§ What needs to be done:
The records that follow are to be transcribed in full, leaving out each picture.

§ Material to process:
__________________________________________________
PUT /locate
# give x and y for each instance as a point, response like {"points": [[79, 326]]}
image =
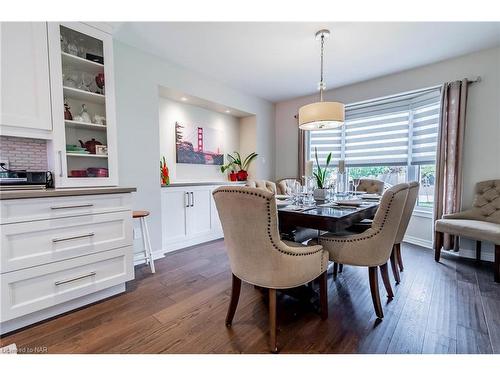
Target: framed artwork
{"points": [[198, 145]]}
__________________________________________________
§ Solved problem:
PUT /locate
# give x and y for each instance as a point, response like {"points": [[79, 326]]}
image =
Target: framed artwork
{"points": [[198, 145]]}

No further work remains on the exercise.